* begin Available data *

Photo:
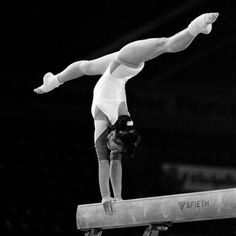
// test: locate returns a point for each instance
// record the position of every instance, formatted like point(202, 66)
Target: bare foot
point(210, 18)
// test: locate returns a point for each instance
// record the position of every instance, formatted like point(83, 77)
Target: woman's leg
point(143, 50)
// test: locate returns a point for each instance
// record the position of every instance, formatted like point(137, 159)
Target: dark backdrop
point(183, 105)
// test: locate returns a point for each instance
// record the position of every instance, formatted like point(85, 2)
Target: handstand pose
point(115, 135)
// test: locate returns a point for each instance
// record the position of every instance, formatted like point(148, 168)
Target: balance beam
point(198, 206)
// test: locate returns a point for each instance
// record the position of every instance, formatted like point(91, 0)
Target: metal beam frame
point(198, 206)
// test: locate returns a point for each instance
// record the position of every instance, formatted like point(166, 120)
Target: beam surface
point(198, 206)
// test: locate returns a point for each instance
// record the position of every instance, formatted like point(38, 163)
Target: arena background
point(184, 106)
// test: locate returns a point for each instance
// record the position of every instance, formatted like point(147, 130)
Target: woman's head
point(123, 137)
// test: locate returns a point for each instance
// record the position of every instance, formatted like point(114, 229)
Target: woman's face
point(114, 144)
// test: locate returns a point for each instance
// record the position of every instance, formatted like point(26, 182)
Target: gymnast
point(115, 135)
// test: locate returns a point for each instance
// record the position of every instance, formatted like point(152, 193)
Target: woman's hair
point(126, 132)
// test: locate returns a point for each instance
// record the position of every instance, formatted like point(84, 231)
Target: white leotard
point(109, 92)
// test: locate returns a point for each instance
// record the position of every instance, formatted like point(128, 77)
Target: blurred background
point(183, 104)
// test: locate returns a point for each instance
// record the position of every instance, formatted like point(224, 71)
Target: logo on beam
point(193, 204)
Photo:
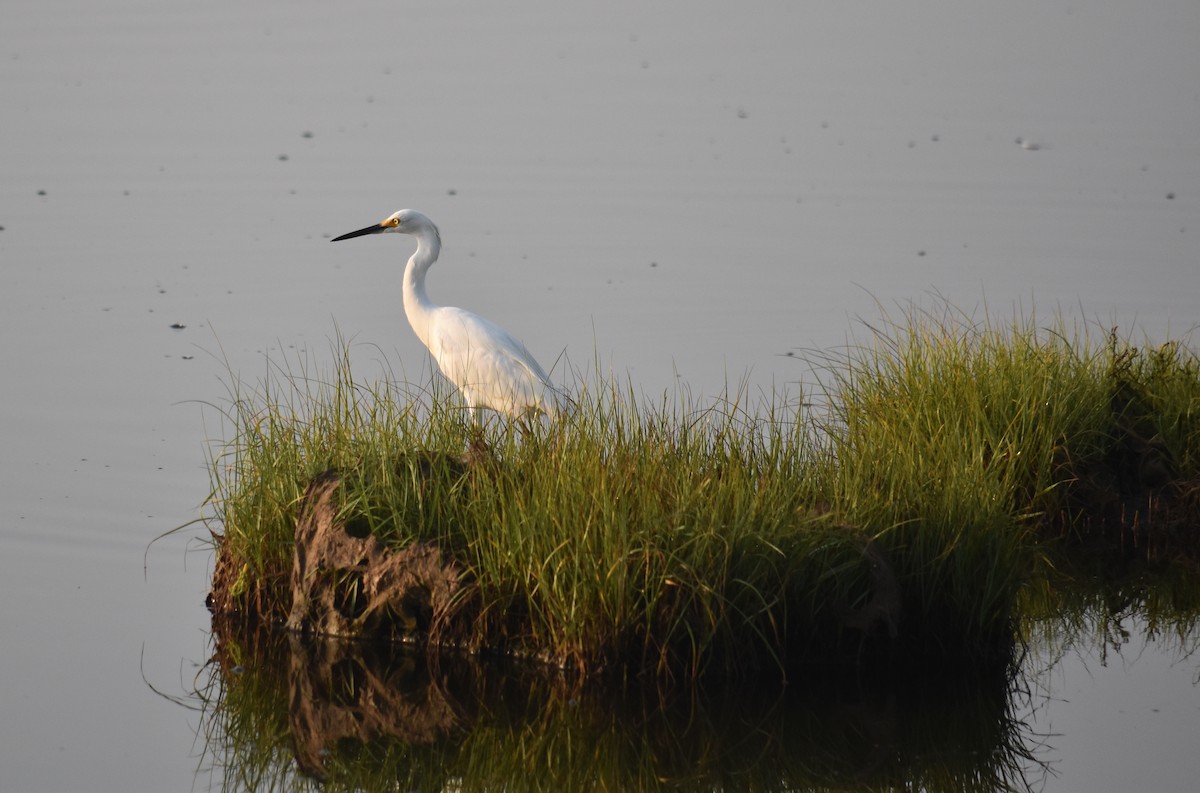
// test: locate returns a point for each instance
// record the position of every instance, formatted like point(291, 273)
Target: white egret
point(490, 366)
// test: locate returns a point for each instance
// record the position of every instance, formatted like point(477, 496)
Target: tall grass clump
point(898, 521)
point(633, 534)
point(963, 445)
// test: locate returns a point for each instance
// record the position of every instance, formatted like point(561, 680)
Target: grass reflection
point(288, 713)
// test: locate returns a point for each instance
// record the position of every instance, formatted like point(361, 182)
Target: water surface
point(684, 192)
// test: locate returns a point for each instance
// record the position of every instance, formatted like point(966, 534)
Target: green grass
point(675, 539)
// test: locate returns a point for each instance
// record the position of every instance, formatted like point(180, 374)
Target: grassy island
point(892, 515)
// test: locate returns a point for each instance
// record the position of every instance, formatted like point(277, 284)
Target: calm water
point(687, 193)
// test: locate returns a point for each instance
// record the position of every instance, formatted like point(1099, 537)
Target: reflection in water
point(289, 713)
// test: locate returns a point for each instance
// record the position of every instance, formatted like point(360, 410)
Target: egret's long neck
point(417, 302)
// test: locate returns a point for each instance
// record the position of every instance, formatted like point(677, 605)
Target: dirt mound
point(349, 586)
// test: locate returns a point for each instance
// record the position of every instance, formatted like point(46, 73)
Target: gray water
point(690, 193)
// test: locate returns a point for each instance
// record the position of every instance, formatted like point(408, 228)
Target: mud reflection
point(292, 713)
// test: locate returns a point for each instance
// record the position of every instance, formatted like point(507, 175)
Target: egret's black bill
point(370, 229)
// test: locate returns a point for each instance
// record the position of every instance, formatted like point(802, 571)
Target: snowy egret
point(490, 366)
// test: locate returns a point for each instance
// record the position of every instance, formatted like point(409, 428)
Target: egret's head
point(406, 221)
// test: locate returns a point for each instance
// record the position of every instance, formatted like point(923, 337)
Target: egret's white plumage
point(490, 366)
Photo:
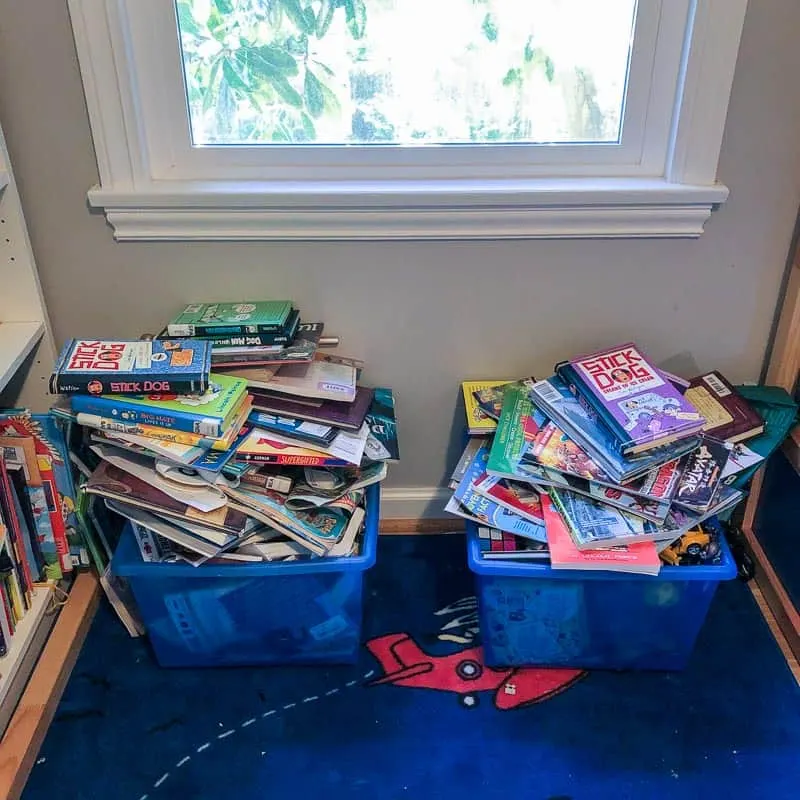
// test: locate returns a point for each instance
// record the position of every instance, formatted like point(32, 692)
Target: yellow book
point(478, 422)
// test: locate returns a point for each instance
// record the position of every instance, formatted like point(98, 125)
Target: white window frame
point(660, 181)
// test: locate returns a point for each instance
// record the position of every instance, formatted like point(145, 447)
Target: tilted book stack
point(607, 461)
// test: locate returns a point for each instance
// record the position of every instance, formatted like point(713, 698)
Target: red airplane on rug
point(405, 664)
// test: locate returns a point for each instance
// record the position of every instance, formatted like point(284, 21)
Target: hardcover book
point(640, 407)
point(555, 399)
point(133, 367)
point(111, 482)
point(207, 414)
point(641, 558)
point(231, 319)
point(341, 415)
point(478, 421)
point(728, 415)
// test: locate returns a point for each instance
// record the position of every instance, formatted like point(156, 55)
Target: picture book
point(207, 414)
point(341, 415)
point(519, 423)
point(488, 511)
point(639, 558)
point(318, 379)
point(478, 421)
point(231, 319)
point(382, 443)
point(702, 475)
point(555, 399)
point(93, 366)
point(111, 482)
point(495, 544)
point(729, 417)
point(261, 447)
point(301, 350)
point(641, 408)
point(518, 497)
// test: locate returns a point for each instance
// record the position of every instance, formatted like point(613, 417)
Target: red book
point(641, 558)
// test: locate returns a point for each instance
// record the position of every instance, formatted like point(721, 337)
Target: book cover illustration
point(487, 511)
point(640, 557)
point(518, 497)
point(207, 414)
point(729, 417)
point(629, 393)
point(229, 319)
point(382, 443)
point(132, 367)
point(482, 403)
point(495, 544)
point(702, 475)
point(556, 400)
point(519, 423)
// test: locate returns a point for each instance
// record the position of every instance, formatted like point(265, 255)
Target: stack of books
point(604, 465)
point(223, 463)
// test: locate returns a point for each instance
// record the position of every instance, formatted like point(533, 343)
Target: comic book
point(640, 407)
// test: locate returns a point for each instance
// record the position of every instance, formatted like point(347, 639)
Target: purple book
point(632, 398)
point(341, 415)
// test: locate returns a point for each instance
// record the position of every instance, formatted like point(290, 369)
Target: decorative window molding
point(155, 186)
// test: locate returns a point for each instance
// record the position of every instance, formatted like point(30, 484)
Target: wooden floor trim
point(38, 704)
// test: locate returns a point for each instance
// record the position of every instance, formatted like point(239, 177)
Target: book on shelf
point(132, 367)
point(728, 415)
point(231, 319)
point(209, 414)
point(630, 396)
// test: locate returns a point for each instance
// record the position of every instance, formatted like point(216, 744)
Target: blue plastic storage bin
point(303, 612)
point(533, 615)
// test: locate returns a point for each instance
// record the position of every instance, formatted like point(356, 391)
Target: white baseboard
point(416, 502)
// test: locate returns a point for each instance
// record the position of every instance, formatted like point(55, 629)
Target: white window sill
point(531, 209)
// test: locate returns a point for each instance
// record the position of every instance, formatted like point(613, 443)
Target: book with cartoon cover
point(640, 407)
point(97, 366)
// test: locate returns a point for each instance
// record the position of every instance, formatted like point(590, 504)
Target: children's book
point(94, 366)
point(555, 399)
point(729, 417)
point(231, 319)
point(639, 558)
point(208, 414)
point(702, 476)
point(499, 545)
point(518, 497)
point(640, 407)
point(479, 420)
point(341, 415)
point(520, 422)
point(382, 442)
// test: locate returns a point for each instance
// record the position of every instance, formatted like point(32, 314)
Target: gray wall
point(425, 316)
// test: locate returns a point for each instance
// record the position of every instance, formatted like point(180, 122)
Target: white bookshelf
point(17, 664)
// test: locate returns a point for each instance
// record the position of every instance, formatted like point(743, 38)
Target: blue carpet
point(729, 726)
point(777, 524)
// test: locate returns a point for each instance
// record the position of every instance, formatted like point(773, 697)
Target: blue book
point(208, 414)
point(555, 399)
point(94, 366)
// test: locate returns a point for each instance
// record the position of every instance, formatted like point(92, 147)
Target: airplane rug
point(420, 716)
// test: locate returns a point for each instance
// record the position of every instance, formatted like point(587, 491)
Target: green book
point(208, 414)
point(517, 427)
point(231, 319)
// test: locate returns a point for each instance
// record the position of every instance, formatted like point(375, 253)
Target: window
point(387, 119)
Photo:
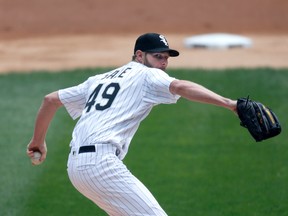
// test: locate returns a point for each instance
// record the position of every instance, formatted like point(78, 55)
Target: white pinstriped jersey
point(113, 104)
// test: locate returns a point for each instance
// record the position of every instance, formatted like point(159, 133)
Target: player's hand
point(32, 147)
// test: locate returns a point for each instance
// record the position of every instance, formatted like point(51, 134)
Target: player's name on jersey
point(116, 74)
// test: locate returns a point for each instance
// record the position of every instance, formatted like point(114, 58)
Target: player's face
point(156, 60)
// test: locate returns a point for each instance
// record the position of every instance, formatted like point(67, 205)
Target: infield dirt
point(54, 35)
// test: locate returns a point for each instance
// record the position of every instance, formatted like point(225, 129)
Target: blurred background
point(85, 33)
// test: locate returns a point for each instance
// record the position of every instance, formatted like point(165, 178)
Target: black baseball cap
point(153, 42)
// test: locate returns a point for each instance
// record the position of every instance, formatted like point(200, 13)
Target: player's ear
point(139, 56)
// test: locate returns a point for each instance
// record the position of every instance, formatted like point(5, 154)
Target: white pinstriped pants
point(104, 179)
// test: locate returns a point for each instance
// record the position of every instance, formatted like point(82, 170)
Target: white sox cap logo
point(163, 39)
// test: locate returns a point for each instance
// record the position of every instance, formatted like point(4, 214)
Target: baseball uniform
point(111, 107)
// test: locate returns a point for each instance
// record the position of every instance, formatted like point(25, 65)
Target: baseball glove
point(261, 122)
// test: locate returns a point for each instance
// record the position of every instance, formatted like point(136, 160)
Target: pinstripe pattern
point(111, 107)
point(105, 180)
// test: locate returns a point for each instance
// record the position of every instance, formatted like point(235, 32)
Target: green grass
point(194, 158)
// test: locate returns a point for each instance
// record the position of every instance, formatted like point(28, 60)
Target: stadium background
point(67, 34)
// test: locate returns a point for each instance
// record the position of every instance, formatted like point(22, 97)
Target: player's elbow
point(52, 99)
point(177, 87)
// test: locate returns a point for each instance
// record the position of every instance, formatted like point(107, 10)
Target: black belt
point(84, 149)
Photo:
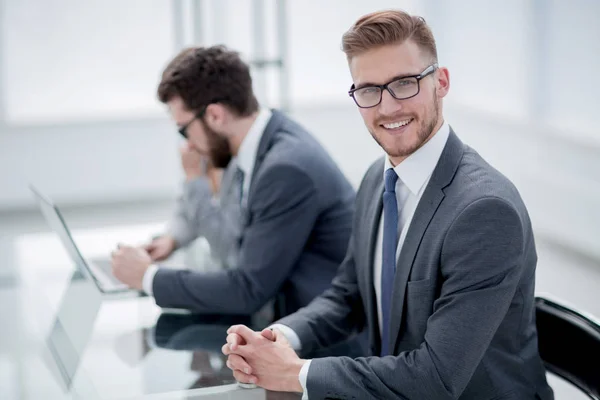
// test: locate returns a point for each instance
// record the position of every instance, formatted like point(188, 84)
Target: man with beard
point(441, 264)
point(296, 206)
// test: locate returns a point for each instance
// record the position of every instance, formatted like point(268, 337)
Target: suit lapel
point(372, 227)
point(266, 141)
point(428, 205)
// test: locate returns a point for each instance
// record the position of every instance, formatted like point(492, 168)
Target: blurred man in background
point(441, 265)
point(295, 205)
point(205, 209)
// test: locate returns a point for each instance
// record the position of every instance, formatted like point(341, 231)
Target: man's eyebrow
point(362, 85)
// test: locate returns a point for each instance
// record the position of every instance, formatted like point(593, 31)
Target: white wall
point(81, 120)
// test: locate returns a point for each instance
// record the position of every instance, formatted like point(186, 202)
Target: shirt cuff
point(302, 377)
point(290, 335)
point(148, 279)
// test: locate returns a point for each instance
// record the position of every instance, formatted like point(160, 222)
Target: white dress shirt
point(246, 158)
point(413, 176)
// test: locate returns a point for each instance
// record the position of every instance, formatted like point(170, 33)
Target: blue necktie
point(388, 265)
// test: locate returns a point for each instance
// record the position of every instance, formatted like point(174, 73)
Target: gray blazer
point(463, 315)
point(199, 214)
point(295, 232)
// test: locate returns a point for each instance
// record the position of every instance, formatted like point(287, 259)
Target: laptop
point(99, 270)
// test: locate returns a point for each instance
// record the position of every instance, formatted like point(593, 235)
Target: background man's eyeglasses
point(183, 130)
point(400, 88)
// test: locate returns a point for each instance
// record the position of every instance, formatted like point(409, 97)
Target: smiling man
point(441, 265)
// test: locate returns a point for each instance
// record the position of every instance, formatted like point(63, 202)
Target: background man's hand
point(129, 264)
point(255, 358)
point(161, 247)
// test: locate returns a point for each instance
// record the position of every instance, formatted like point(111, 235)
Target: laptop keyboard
point(104, 264)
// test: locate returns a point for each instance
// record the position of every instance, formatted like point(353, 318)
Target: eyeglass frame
point(183, 130)
point(426, 72)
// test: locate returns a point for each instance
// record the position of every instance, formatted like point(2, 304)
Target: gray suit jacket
point(295, 232)
point(199, 214)
point(463, 314)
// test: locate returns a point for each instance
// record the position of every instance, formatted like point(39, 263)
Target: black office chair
point(569, 345)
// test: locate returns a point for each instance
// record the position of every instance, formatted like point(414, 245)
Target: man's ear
point(215, 114)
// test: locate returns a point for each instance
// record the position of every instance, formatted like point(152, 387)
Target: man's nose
point(389, 105)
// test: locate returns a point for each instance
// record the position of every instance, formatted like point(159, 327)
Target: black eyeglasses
point(183, 130)
point(400, 88)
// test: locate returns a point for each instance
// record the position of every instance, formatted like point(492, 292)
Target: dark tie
point(388, 265)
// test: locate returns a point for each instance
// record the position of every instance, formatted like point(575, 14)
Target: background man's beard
point(218, 149)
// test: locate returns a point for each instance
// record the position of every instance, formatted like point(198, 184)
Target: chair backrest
point(569, 344)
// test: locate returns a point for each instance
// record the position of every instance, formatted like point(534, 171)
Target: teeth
point(397, 124)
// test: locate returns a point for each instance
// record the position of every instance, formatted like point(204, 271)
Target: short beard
point(422, 135)
point(219, 150)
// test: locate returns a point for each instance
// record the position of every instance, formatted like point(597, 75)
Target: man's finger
point(225, 349)
point(236, 362)
point(280, 337)
point(244, 378)
point(268, 334)
point(234, 341)
point(246, 333)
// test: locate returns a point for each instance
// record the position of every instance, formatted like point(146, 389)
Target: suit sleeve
point(283, 211)
point(481, 267)
point(334, 315)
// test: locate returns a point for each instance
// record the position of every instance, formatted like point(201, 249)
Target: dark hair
point(387, 27)
point(204, 75)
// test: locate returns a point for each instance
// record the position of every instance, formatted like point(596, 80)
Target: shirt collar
point(246, 156)
point(416, 169)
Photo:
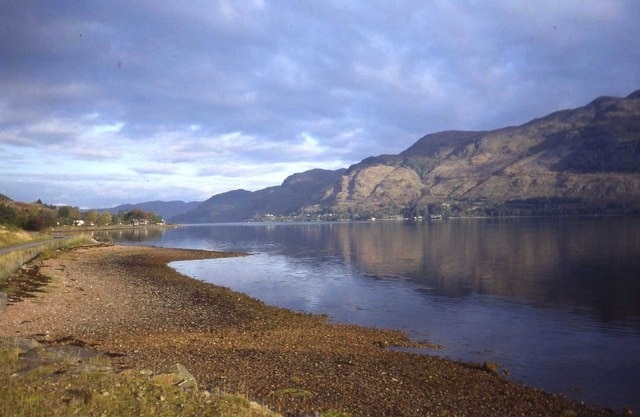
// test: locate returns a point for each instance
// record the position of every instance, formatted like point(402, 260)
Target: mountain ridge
point(580, 160)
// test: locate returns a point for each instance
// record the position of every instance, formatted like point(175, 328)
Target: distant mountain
point(295, 192)
point(166, 209)
point(584, 160)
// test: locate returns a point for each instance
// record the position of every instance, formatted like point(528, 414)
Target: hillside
point(584, 160)
point(166, 209)
point(296, 191)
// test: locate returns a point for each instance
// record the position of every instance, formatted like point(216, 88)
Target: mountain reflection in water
point(554, 300)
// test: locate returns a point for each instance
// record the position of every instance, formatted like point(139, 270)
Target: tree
point(104, 219)
point(91, 217)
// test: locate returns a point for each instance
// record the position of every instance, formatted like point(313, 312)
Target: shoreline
point(128, 302)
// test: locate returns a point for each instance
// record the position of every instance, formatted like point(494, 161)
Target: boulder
point(186, 378)
point(3, 302)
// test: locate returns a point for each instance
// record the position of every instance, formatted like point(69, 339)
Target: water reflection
point(553, 300)
point(589, 264)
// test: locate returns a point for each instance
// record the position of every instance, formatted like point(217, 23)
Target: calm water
point(555, 301)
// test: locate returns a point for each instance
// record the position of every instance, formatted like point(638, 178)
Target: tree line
point(39, 216)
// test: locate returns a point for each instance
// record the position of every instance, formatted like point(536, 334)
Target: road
point(8, 249)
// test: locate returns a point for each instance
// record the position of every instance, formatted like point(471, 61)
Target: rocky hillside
point(166, 209)
point(297, 191)
point(572, 161)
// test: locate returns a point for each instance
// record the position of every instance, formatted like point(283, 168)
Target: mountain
point(295, 192)
point(583, 160)
point(166, 209)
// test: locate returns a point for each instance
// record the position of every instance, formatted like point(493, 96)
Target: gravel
point(127, 302)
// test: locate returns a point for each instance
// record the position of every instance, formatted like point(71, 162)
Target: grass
point(110, 394)
point(12, 261)
point(13, 236)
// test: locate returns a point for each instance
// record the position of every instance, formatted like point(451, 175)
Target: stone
point(20, 343)
point(3, 302)
point(490, 367)
point(187, 380)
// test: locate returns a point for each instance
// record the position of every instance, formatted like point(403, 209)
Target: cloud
point(205, 90)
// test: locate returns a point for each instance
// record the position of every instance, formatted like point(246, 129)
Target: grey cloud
point(360, 78)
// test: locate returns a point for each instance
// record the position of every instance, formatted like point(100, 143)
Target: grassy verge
point(12, 261)
point(128, 393)
point(12, 236)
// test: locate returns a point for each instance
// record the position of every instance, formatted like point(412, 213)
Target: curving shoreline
point(126, 301)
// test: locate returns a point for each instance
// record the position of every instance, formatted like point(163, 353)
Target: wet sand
point(126, 301)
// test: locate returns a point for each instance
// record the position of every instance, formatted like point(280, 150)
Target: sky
point(111, 102)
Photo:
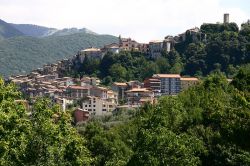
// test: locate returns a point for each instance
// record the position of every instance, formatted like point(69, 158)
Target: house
point(114, 48)
point(168, 43)
point(97, 106)
point(77, 92)
point(90, 81)
point(186, 82)
point(134, 84)
point(92, 53)
point(127, 44)
point(112, 96)
point(138, 96)
point(101, 92)
point(155, 48)
point(80, 115)
point(120, 88)
point(170, 83)
point(153, 84)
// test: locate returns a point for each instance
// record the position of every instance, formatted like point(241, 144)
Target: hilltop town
point(95, 99)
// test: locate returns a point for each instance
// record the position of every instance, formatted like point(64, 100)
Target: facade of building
point(100, 92)
point(77, 92)
point(92, 53)
point(114, 48)
point(97, 106)
point(155, 48)
point(170, 83)
point(120, 88)
point(153, 84)
point(127, 44)
point(186, 82)
point(80, 115)
point(138, 96)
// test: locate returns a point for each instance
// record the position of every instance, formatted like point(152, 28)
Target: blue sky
point(143, 20)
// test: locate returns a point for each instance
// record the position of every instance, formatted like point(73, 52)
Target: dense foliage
point(208, 124)
point(43, 137)
point(19, 55)
point(205, 125)
point(224, 49)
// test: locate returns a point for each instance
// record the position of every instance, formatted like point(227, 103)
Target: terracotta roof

* end Available data *

#### Task brief
Output the rows from the start of the records through the line containing "point(123, 137)" as a two-column CSV with the headers text and answer, one line per row. Put each row's text and its answer in their own quoted fields, turn line breaks into spaces, and leave out the picture.

#### Result below
text,answer
"Photo: // test: locate returns a point for each instance // record the position of every instance, formatted like point(202, 66) Target: bare foot","point(210, 18)"
"// test: locate returns a point for each instance // record the position of every instance, formatted like point(83, 77) Target: woman's leg","point(143, 50)"
"// test: locate returns a point for each instance // record the position of every instance, formatted like point(137, 159) Target: dark backdrop","point(183, 105)"
"// test: locate returns a point for each instance // record the position of every instance, formatted like point(85, 2) Target: handstand pose","point(115, 135)"
"// test: locate returns a point for each instance // record the position of every instance, formatted like point(148, 168) Target: balance beam","point(198, 206)"
"// test: locate returns a point for each instance // record the position of every instance, formatted like point(91, 0) Target: metal beam frame","point(198, 206)"
"// test: locate returns a point for each instance // record the position of every instance, formatted like point(166, 120) Target: beam surface","point(198, 206)"
"// test: locate returns a point for each instance // record the position of every instance, formatted like point(38, 163) Target: arena background","point(184, 106)"
"// test: locate returns a point for each instance // record the position of every instance, formatted like point(147, 130) Target: woman's head","point(123, 137)"